Position identification records
====

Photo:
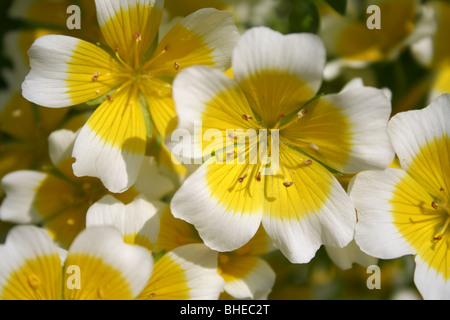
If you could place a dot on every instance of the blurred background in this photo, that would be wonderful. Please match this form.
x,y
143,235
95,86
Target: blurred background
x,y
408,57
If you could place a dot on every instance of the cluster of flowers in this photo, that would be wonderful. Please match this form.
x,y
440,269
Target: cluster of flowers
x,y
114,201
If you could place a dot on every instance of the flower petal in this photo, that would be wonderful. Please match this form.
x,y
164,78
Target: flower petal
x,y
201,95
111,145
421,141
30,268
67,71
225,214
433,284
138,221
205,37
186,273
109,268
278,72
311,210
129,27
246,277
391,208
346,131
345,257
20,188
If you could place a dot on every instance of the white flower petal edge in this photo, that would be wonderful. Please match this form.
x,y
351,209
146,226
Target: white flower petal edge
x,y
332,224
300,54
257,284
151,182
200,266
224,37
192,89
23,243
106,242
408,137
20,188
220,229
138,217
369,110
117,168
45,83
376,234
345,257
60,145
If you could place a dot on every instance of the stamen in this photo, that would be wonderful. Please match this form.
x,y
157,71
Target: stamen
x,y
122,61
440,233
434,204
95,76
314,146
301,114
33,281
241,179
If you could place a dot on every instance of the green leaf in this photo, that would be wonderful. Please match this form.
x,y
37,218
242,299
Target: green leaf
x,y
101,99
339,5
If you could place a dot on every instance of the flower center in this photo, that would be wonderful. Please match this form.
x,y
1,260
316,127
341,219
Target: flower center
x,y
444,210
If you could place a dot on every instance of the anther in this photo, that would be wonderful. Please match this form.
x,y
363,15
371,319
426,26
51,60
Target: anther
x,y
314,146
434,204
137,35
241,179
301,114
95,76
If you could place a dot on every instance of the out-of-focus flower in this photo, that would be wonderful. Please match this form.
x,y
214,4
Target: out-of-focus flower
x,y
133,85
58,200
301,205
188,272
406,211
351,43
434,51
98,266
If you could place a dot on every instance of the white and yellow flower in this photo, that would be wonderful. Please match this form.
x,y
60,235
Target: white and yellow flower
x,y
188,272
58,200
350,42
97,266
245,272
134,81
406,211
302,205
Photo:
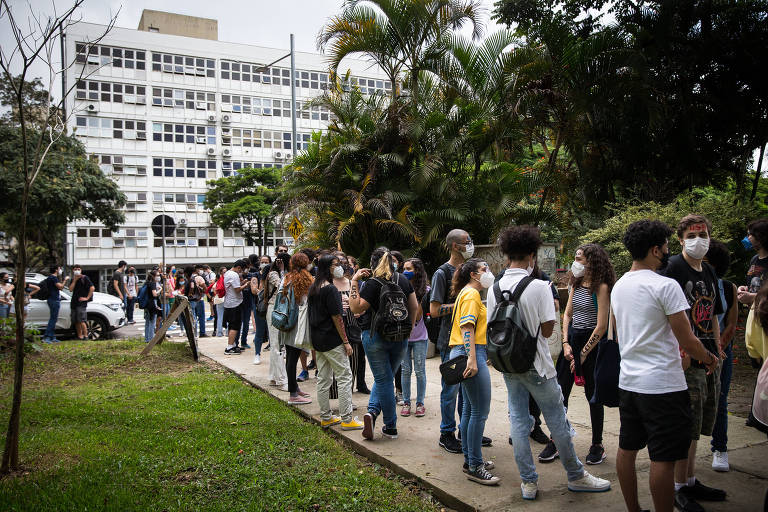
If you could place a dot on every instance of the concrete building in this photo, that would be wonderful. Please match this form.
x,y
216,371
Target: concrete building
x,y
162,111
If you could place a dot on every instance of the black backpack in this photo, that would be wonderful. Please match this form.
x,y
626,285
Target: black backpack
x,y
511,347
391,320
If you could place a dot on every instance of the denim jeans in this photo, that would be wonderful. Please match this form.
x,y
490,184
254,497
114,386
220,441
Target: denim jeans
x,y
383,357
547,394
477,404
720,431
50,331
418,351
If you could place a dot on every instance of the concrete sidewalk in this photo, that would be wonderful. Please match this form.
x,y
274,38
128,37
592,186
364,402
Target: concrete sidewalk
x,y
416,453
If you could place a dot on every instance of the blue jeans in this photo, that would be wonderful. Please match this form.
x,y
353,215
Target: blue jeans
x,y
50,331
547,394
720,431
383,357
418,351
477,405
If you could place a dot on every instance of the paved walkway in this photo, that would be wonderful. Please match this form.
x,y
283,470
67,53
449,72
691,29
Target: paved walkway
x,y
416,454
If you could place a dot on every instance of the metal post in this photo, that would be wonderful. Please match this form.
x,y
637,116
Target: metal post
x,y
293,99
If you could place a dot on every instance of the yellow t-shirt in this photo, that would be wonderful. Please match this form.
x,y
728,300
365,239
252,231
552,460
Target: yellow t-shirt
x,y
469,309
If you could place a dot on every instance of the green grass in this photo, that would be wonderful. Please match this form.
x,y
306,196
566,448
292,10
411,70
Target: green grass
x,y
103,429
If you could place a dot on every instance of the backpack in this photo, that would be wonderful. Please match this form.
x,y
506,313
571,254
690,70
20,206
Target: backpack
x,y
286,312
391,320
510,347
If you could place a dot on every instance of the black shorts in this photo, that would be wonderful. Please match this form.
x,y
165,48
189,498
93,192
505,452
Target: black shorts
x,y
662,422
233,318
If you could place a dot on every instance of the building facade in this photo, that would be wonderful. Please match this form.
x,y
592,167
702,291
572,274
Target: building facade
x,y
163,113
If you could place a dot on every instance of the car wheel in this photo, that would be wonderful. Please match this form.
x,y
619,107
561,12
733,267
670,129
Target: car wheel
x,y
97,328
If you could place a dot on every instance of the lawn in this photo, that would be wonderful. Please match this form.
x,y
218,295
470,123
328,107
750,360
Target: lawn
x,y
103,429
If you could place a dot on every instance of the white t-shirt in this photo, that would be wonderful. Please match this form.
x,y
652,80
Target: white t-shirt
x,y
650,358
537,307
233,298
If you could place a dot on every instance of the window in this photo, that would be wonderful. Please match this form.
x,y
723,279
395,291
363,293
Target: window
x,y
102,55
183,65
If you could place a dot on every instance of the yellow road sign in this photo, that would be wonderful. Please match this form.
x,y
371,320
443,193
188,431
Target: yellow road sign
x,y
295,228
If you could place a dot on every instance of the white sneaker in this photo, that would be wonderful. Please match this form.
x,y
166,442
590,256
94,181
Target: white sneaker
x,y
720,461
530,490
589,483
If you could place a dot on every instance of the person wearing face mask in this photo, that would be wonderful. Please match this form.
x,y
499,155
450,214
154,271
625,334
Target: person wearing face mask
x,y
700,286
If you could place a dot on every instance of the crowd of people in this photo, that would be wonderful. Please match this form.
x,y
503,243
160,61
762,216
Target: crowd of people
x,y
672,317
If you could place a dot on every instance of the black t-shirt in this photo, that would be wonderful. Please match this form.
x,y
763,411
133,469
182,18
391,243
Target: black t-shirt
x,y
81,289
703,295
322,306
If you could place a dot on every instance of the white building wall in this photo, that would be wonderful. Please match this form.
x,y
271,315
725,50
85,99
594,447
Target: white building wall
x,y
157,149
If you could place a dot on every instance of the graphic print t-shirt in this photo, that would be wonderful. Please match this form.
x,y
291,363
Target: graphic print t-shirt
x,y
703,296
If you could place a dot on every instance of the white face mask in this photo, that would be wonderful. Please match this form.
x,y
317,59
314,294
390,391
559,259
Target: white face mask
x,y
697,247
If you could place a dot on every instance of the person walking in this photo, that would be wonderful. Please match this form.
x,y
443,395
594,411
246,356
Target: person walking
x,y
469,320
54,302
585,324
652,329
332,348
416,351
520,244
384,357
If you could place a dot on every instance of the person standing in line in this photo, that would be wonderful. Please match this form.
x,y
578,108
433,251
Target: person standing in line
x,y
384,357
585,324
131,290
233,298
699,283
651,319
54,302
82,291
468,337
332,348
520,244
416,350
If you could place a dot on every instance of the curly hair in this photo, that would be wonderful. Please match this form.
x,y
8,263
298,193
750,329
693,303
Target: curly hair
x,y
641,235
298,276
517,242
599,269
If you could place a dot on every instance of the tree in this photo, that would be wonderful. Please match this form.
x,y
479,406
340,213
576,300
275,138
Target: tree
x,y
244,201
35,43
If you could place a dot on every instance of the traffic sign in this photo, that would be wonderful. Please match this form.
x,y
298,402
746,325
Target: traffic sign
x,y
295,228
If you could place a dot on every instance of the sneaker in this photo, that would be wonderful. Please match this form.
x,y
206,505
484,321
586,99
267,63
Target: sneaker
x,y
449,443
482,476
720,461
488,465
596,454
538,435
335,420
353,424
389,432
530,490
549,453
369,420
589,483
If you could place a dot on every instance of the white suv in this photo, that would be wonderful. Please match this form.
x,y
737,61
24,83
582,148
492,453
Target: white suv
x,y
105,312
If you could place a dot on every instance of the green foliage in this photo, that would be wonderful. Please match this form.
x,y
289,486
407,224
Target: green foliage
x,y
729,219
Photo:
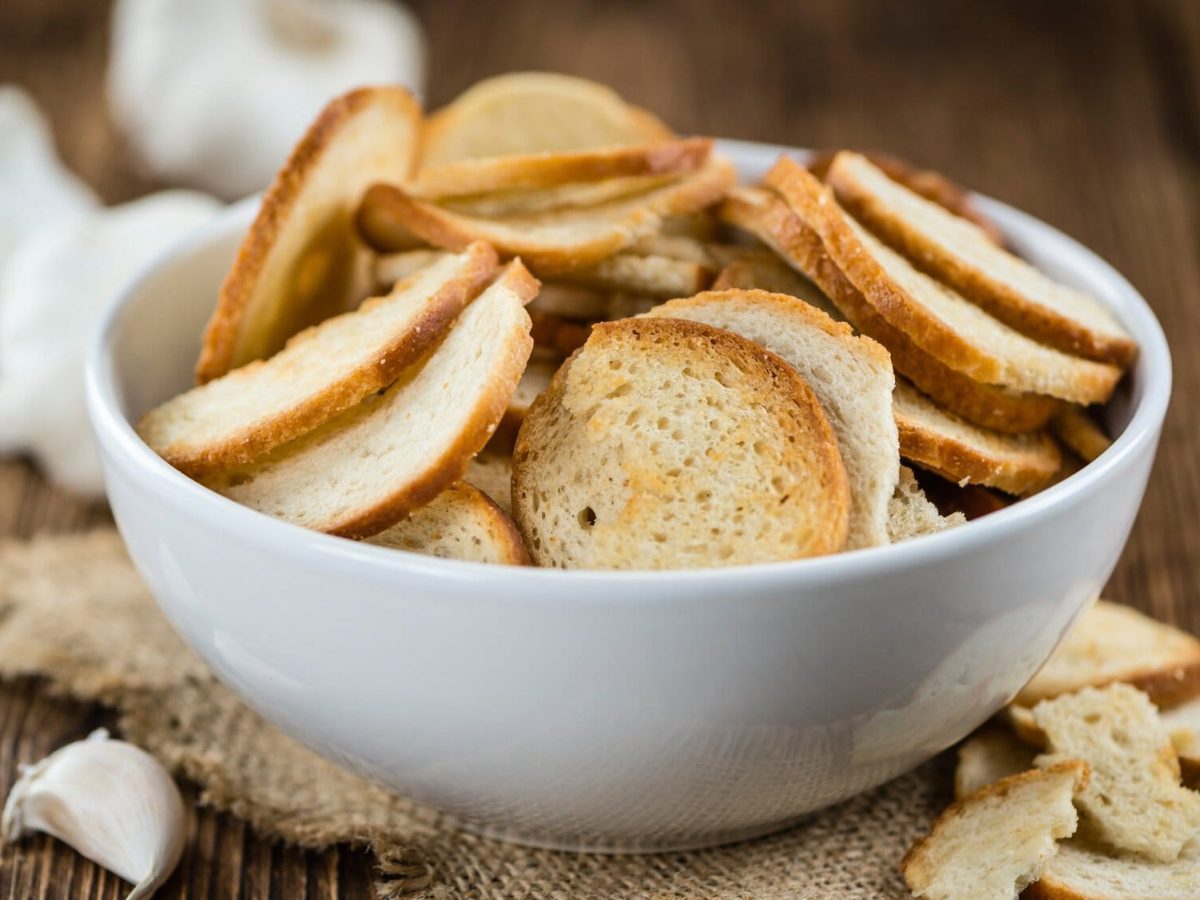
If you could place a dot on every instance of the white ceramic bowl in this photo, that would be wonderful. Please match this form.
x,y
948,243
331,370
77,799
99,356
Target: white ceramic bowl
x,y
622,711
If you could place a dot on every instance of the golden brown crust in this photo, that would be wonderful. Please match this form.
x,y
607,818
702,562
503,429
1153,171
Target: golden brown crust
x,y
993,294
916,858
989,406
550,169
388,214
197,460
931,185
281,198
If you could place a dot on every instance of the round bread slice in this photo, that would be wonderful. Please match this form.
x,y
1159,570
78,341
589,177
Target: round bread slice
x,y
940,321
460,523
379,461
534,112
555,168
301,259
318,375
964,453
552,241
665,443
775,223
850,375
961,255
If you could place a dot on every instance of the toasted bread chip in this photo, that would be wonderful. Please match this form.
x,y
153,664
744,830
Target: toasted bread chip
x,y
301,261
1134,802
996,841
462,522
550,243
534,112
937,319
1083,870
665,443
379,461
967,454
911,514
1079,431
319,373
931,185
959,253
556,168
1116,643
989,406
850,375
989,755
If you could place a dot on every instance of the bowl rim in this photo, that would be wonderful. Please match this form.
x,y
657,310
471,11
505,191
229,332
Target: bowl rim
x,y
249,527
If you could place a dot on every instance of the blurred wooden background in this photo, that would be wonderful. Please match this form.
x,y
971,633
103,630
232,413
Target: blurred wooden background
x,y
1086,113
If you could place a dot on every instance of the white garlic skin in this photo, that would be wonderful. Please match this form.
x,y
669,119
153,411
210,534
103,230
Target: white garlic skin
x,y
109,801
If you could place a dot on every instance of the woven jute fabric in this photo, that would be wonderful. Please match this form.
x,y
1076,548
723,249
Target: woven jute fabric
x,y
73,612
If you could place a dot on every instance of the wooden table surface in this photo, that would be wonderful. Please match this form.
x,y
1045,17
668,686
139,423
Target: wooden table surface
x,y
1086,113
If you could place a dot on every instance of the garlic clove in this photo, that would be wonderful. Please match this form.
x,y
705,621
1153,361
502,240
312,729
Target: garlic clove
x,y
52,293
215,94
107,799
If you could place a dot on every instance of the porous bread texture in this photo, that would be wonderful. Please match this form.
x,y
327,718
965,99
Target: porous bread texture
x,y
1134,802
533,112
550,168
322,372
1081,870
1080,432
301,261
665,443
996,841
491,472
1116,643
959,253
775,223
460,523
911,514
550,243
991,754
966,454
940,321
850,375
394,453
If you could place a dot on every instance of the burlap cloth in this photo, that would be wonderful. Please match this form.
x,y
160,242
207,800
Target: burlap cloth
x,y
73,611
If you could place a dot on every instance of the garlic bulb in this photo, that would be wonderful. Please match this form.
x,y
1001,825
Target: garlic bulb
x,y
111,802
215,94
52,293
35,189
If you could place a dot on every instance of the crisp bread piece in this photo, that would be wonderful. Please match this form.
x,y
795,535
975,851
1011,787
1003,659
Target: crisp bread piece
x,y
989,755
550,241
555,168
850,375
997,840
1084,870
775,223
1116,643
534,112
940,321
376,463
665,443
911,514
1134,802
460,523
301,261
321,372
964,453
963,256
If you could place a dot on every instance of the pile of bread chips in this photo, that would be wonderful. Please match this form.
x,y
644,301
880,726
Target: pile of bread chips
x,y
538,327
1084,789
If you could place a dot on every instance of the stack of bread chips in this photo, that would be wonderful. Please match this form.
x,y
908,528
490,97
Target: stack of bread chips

====

• EXERCISE: Scale the records from the line containing "of the pile" through the end of the records, reproducing every line in that span, including the requests. Multiply each coordinate in the answers by 0.7 and round it to a whole number, with halves rounded up, but leave the numbers in the requests and their format samples unchanged.

• PROBLEM SOLUTION:
If you could place a dot on every instance of the pile of bread chips in this photo, that would be wonderful. Please match this form.
x,y
644,301
880,726
Target: pile of bread chips
x,y
377,229
759,552
If you could place a dot on every instance of the stack of bread chips in this photo, that would be wonderful. Please match this form.
x,y
908,528
490,97
Target: stack of bread chips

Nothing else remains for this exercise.